EXTRACT PROVIDED:

And the source of that sweet relief?
Well, of course it's chemistry.
Air conditioners pull off the seemingly magical feat of making the air inside a home, car, or shopping mall deliciously chilly.
Air conditioning -- and refrigeration, which is the same thing just in a slightly smaller box -- rely on the laws of physical chemistry.
And p-chem tells us that as a liquid evaporates into a gas, it absorbs heat.
The molecules in a liquid are held together by weak intermolecular interactions.
Not quite chemical bonds, just enough passing attraction to keep them from flying apart.
Some of the molecules absorb enough heat energy - - in other words, they get moving fast enough - - to overcome these intermolecular attractions, ESCAAAAPE and take gaseous form.
That's the reason you feel chilly getting out of the shower, and why we sweat to stay cool.
The water has to absorb heat to evaporate.
And it carries that heat away from you.
An air conditioner's basic job, then, is to use a fluid called a refrigerant that constantly changes from a liquid to a gas and back to a liquid again to move heat from one place (your sweaty bedroom) to another (outside, where it's already hot and miserable anyway, so who cares.)
Here's a admittedly very schematic-ified version of how most a/c units work.
The liquid refrigerant flows through a series of coils exposed to the air in your home.
The refrigerant has a low boiling point, so the heat from the interior air is enough to make it turn into a gas.

WHAT YOU SHOULD DO: Continue the explanation of how air conditioning works, starting right after its last sentence.

SOURCE MATERIAL:
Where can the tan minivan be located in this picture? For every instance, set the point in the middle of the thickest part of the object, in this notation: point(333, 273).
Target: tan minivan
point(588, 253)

RESPONSE BELOW:
Which means there's now more heat in the refrigerant, and less in the air.
A fan blows that colder air into your room.
Or straight into your face, we're not judging.
So now your A/C has to do two things: dump the heat absorbed by the refrigerant outside, and two, it has to condense the refrigerant back into a liquid so it can be used again.
And to do those things it uses a compressor to ramp up the pressure on the gaseous refrigerant - - so much that it can condense into a liquid again, even though it's at the warmer outside temperature.
As it condenses, the refrigerant loses heat to the air around it, which another fan blows outside, where it's already all sticky anyway.
Which is a neat trick, boiling something at a low temperature and then condensing it at a high one.
Nothing in thermodynamics is free, and the compressor needs energy to do the work of compressing the refrigerant.
Which may explain your power bills in July.
After the refrigerant condenses, the air conditioner backs off the pressure with an expansion valve, so that the refrigerant can boil at the lower temperature again.
Which it does, in a loop, over and over until your home reaches the temperature you set the thermostat to, or your housemates complain and switch it off.
While the refrigerant could be practically any substance, there are some chemicals that do the job better than others, and these refrigerants have a checkered history.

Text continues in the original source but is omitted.